===== Source records

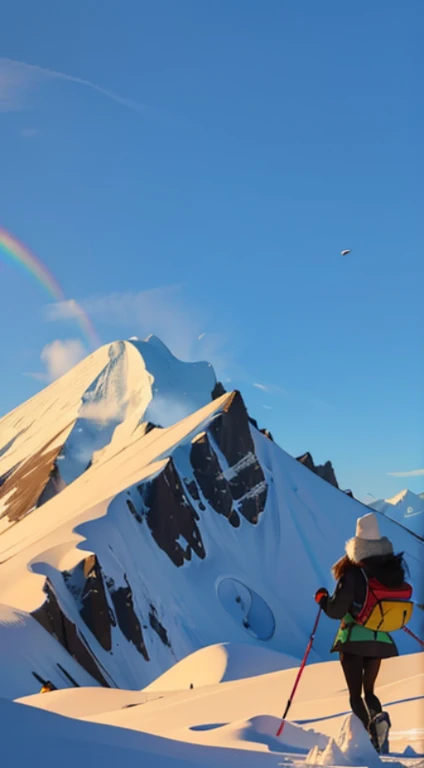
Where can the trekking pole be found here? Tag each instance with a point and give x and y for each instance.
(299, 674)
(408, 632)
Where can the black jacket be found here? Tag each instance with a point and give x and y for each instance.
(349, 597)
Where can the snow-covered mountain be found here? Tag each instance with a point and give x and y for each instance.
(406, 508)
(144, 517)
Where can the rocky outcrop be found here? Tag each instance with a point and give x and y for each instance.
(208, 473)
(86, 585)
(31, 483)
(171, 517)
(126, 616)
(325, 471)
(231, 432)
(55, 621)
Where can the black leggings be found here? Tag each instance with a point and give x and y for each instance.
(361, 672)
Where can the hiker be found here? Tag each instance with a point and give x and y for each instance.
(367, 574)
(47, 687)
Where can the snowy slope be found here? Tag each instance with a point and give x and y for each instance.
(164, 539)
(406, 508)
(233, 723)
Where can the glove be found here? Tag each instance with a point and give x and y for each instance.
(320, 594)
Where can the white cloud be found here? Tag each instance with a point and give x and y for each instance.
(59, 357)
(17, 76)
(410, 473)
(272, 389)
(14, 84)
(64, 310)
(163, 312)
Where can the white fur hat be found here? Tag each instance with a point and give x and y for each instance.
(367, 542)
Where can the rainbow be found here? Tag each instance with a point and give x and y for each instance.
(18, 254)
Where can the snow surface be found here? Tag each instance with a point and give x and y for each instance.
(237, 621)
(232, 723)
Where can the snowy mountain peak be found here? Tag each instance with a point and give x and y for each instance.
(143, 517)
(406, 508)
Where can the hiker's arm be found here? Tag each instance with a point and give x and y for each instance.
(340, 602)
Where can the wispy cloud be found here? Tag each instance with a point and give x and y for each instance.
(59, 357)
(163, 312)
(17, 77)
(409, 473)
(271, 389)
(28, 133)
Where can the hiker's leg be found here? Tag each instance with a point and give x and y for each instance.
(371, 670)
(353, 672)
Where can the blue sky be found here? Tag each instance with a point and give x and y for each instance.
(241, 145)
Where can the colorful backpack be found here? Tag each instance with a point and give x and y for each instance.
(385, 609)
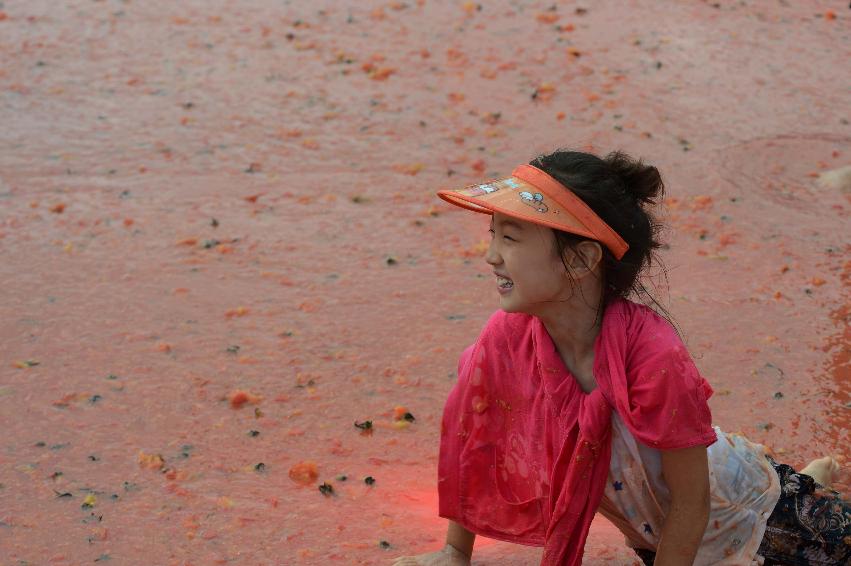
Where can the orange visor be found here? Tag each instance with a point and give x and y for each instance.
(532, 195)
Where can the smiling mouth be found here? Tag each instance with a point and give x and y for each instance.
(504, 282)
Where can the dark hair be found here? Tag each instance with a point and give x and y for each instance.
(615, 187)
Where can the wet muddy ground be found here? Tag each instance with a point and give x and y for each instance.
(220, 248)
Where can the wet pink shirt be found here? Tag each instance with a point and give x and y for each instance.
(525, 453)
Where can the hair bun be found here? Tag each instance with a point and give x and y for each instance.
(642, 182)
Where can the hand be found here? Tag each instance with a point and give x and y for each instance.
(446, 556)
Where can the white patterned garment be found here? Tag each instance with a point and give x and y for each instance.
(743, 484)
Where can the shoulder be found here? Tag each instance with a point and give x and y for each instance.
(507, 324)
(645, 328)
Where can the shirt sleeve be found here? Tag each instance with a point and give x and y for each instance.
(668, 406)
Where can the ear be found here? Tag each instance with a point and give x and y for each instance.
(584, 260)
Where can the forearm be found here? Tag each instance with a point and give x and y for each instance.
(681, 534)
(460, 538)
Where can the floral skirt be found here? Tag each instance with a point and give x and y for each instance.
(810, 525)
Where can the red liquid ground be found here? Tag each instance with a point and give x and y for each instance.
(314, 136)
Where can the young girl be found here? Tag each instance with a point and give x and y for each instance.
(576, 400)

==========

Copy all the entries above without the pictures, replacing "Tag" with "Mark" and changing nothing else.

Written response:
Where can the trekking pole be found here? Mark each instance with a point and give x and y for each instance.
(299, 674)
(408, 632)
Where can the black jacket be found here? Mark each instance with a point and give x and y for each instance.
(349, 597)
Where can the snow-covered mountain be found here? Mark each instance with a point and give x and y for each instance.
(406, 508)
(144, 517)
Where can the rocky outcrop be found here? Mark each instance with a point and give x and y for each instance.
(208, 473)
(86, 585)
(31, 483)
(171, 517)
(126, 616)
(325, 471)
(231, 432)
(55, 621)
Where can the black leggings be found here? Mark each instance with a point and give x and y for each instance.
(361, 672)
Where can the hiker be found here? Mark each instance with a point and give x and y for each instance.
(367, 574)
(47, 687)
Where can the snowy slope be found here? Mark each instance with a point and give x and y for each instance.
(164, 539)
(406, 508)
(233, 723)
Where can the glove be found here? Mark each instance with a point and give x and y for each instance.
(320, 594)
Where can the white cloud be found here? Mark each instance with a point and give x and y for each instance.
(59, 357)
(17, 76)
(410, 473)
(272, 389)
(14, 84)
(64, 310)
(163, 312)
Where can the white fur hat be found here? Mark each instance with a point and give x and y for each instance.
(367, 542)
Where can the rainbow be found here? Mark each instance with a point and give x and y for each instance.
(18, 254)
Where can the snow surface be found here? Mark each instance with a point and give x and y for each instance.
(237, 621)
(232, 723)
Where can the snowy mountain peak be found here? Mark each instance with a point and give x and y for each instance.
(143, 517)
(406, 508)
Where can the hiker's arm be found here? Mark each instance with a point and give x and y for each instance.
(340, 602)
Where can the wispy cloud be found here? Mark each instance with a point and give x and y for each instance.
(59, 357)
(163, 312)
(17, 77)
(409, 473)
(271, 389)
(28, 133)
Where can the hiker's leg be found here? Mark each instance with a point and give x and y for each instance.
(371, 670)
(353, 672)
Where can the blue sky be found here? Mark each instance with a point and give x and y for each instance.
(241, 145)
Where can the colorful backpack be found here? Mark each instance with a point and give x and y for each instance.
(385, 609)
Where can the orange visor be found here? Mark each instance with a point and give x and y for each instance.
(532, 195)
Where can the smiling mouth be found here? Mark each instance with a point and give x and y for each instance.
(504, 282)
Where can the dark hair be found here? Mark each instance with a point and give x and y for each instance.
(615, 187)
Where can the wet muddy ground be found here? Mark each instance with a point and give x and y for each instance.
(220, 248)
Where can the wet pink shirt be found here? Mark each instance with a point and give x and y for each instance.
(525, 453)
Where can the hair bun be found here? Mark each instance with a point and give x and y for each instance.
(642, 182)
Where can the hand be found here? Mark each instance with a point and give x and y for each instance.
(446, 556)
Where can the white patterned garment be found here? Mark each instance with a point and give x and y for each instance.
(743, 484)
Where can the shoulder be found here? Mark each instance with a point and give x and y for each instance.
(507, 324)
(645, 328)
Where can the shirt sleeve be found here? Mark each instance with a point and give x and y for each instance.
(668, 406)
Where can the ear be found here? Mark each instance with a point and give x and y for each instance.
(584, 260)
Where can the forearm be found here? Mark each instance with a point and give x and y for each instance.
(681, 534)
(460, 538)
Where can the floral skirt be found here? Mark each instance with a point and give x and y for each instance.
(810, 525)
Where can the red liquid ground be found here? Mark each instance with a point and give x and y for each instance.
(314, 136)
Where can the young girl be found here? Mark each instance with a point and give x and y for each instance.
(576, 400)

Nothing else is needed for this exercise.